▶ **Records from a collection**

----------

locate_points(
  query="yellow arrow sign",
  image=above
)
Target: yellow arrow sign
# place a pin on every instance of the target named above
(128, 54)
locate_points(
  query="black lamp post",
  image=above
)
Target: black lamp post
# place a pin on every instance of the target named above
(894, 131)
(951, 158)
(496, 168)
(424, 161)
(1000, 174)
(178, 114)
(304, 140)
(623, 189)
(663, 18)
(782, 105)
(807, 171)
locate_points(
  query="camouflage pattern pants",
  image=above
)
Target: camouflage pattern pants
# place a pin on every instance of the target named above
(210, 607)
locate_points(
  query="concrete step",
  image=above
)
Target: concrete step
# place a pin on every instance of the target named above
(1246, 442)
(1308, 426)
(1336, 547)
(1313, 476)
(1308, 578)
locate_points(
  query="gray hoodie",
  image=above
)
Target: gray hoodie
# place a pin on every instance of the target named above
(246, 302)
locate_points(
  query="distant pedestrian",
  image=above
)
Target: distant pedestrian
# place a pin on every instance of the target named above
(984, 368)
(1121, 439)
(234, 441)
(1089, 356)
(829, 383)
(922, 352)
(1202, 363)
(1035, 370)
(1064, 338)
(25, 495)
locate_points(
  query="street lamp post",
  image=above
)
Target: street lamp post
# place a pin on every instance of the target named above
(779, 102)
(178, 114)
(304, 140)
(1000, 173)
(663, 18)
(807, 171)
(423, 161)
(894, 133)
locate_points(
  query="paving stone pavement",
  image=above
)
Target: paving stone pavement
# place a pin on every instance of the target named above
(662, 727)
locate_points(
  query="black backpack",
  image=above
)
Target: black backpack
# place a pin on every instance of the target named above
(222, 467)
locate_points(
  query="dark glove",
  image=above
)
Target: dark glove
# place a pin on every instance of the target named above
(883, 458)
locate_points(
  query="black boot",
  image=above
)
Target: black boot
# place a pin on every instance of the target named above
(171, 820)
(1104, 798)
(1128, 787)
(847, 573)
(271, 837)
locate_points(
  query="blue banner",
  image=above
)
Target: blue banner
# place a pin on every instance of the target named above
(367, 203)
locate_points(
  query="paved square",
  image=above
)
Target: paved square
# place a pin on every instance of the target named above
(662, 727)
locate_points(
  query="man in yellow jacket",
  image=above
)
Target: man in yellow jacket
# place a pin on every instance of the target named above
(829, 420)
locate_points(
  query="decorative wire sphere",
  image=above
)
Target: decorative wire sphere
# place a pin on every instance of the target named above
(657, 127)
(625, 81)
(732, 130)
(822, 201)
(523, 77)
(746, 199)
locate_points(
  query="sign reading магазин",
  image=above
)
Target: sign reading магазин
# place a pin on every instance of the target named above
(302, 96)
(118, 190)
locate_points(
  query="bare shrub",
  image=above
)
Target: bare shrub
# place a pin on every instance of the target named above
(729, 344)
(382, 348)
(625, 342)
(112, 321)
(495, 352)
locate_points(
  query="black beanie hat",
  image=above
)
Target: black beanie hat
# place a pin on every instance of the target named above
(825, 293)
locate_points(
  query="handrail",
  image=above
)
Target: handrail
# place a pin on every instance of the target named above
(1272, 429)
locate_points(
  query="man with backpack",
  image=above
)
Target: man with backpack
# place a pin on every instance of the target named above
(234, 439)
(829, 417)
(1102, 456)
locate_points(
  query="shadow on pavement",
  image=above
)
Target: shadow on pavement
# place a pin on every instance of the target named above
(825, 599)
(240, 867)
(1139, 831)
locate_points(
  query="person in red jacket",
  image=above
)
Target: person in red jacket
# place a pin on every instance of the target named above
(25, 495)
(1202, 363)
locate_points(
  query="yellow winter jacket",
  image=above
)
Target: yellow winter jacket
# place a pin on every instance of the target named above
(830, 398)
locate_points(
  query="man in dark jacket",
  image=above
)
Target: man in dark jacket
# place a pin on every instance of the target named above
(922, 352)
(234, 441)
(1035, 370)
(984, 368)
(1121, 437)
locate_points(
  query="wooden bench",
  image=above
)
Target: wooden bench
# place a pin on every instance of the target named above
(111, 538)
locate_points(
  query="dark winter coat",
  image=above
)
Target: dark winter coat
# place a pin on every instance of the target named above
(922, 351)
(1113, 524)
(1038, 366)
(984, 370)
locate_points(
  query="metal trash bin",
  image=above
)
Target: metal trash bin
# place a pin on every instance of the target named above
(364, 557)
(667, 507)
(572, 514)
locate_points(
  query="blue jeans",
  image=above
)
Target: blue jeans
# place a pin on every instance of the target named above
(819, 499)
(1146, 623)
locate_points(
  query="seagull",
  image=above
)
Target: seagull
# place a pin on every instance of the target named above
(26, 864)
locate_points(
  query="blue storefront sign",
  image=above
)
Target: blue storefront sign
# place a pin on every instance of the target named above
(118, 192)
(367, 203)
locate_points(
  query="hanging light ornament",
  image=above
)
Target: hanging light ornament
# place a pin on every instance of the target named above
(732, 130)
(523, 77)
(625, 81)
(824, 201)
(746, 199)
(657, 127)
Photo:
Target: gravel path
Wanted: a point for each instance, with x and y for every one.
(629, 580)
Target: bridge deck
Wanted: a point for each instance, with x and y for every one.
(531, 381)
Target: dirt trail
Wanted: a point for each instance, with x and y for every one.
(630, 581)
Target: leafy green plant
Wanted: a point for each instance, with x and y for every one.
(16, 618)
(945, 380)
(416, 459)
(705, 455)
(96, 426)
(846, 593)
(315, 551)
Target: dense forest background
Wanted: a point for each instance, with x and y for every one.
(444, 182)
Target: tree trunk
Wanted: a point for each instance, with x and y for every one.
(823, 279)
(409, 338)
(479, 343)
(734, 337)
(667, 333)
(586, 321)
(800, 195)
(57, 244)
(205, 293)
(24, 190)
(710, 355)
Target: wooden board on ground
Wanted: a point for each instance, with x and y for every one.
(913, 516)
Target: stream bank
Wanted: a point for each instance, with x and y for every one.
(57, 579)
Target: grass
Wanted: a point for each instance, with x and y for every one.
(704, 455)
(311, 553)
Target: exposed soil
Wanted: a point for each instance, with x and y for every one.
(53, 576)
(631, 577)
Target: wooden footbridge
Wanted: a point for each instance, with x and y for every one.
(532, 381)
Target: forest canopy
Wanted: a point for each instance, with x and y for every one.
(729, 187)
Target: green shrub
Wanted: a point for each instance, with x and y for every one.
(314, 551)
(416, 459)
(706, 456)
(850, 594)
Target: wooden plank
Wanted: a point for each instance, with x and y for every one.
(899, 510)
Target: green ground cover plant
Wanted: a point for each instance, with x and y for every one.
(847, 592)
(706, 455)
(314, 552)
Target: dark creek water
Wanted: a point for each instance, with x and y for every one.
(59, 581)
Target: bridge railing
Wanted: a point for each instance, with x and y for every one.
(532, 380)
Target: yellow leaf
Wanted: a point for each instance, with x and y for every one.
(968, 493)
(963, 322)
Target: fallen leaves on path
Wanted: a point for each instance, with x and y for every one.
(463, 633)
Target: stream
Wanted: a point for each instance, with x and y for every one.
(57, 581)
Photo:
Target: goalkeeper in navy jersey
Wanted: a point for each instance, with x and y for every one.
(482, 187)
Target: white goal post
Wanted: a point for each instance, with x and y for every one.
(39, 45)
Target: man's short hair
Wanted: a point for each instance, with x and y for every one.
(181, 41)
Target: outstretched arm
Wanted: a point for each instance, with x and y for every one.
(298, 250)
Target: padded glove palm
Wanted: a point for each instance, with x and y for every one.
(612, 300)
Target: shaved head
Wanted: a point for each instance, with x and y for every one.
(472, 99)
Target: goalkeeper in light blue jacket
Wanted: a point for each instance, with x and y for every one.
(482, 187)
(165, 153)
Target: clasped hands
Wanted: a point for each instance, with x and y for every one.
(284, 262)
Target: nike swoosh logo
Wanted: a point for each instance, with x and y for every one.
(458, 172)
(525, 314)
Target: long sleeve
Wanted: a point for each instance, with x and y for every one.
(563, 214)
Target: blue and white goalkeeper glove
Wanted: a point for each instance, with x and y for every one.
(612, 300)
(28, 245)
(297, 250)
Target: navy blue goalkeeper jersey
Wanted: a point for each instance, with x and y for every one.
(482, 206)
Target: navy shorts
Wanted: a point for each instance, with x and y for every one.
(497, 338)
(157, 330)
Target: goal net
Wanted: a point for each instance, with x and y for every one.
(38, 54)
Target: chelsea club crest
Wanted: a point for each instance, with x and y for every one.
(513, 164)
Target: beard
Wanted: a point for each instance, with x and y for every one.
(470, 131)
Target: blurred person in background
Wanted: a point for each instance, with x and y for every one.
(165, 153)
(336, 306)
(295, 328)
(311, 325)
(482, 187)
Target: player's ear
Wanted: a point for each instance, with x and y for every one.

----------

▶ **What is being asked**
Every line above that includes the word "pattern" should be listed.

▶ **Completed task**
  query="camouflage pattern pants",
Target: camouflage pattern pants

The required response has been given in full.